◆ **Text excerpt**
Stray Dogs and Wild Animals – What to Do
It's hard to tell if a wild or stray animal has rabies or some other type of illness such as distemper or lead poisoning. If you see a wild or stray animal behaving aggressively or abnormally, always play it safe. Do not touch or approach the animal and keep your pets and children safely away from it.
Call Local Animal Control Officer or Police for Help
If a stray dog or wild animal poses an immediate danger, call your county or city animal control officer.
If your county or city does not have an animal control officer, call your local police department or sheriff's office to see if they have the staff and equipment to respond.
Typically, animal control officers will set a trap for the animal.
DHEC is not authorized to retrieve or trap animals. Our job is to investigate animal bites and other incidents that may have exposed someone to rabies.
For Sick Wild Animal, Seek Wildlife Rehabilitator's Advice
Compassionate people often take in or try to get help for orphaned, wounded and sick wild animals. But impulsively approaching or handling a wild animal is risky:
- You could be exposed to rabies or other diseases and parasites.

◆ **What to do**
Carry on the guidance on stray dogs and wild animals from its last line onward.

◆ **Supplied material**
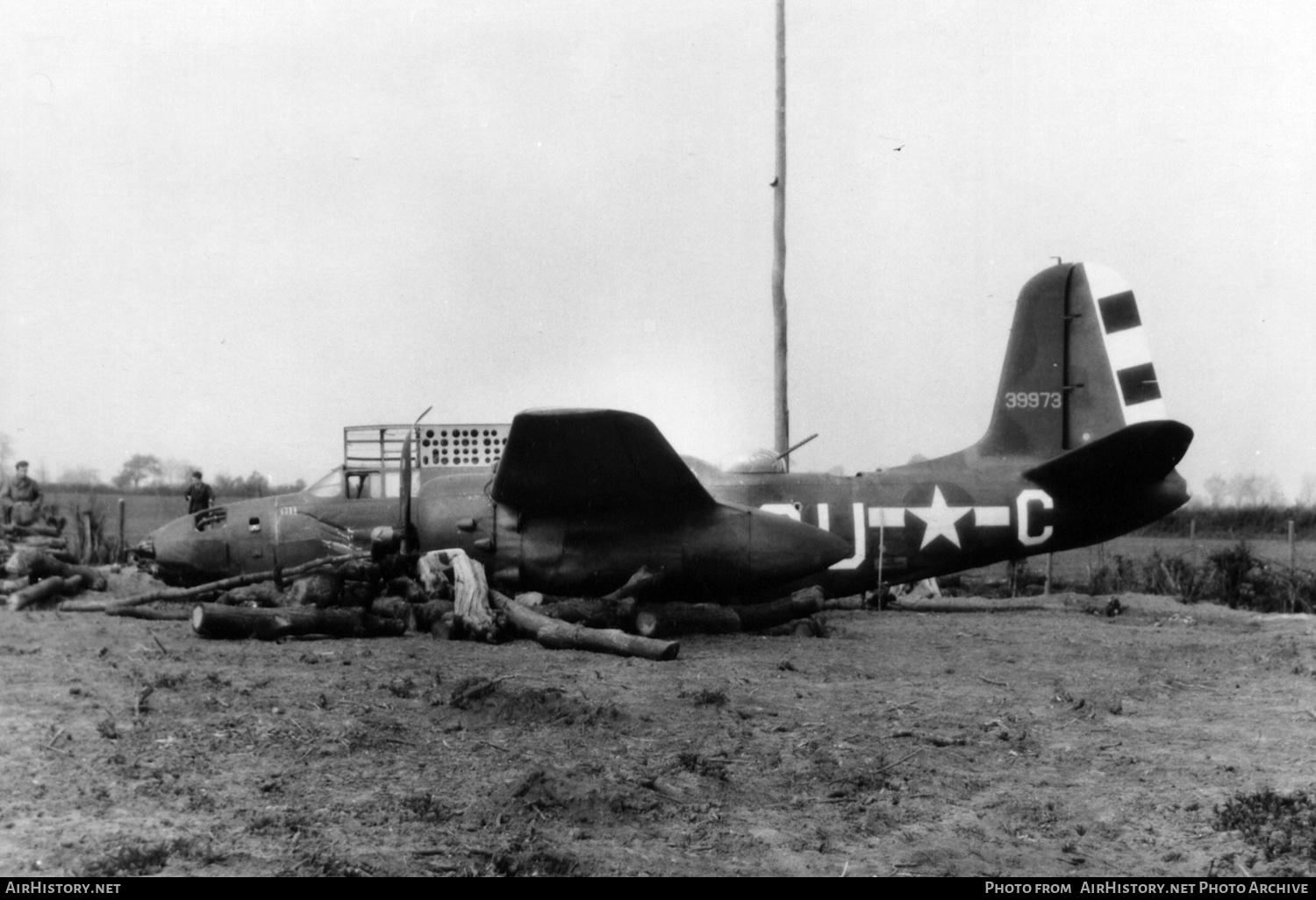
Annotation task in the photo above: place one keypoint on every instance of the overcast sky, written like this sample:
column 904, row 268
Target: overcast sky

◆ **Response area**
- If the animal is in pain, it could attack you.
- You could face fines or other penalties should you accidentally break a state or federal wildlife law.
We urge you to never approach or handle an orphaned, injured or sick raccoon, skunk, fox, coyote, mink, weasel, otter, opossum, or any other meat-eating wild animal.
Instead, for help with any orphaned, sick or wild animal, seek advice and help from a non-profit wildlife rehabilitation organization. Find one in your area – use the S.C. Department of Natural Resources Wildlife Rehabilitator Registry.
Finally, don't leave garbage or pet food outside – it can attract wild and stray animals. If you must leave garbage outside, place it in a sturdy can with a tight-fitting lid.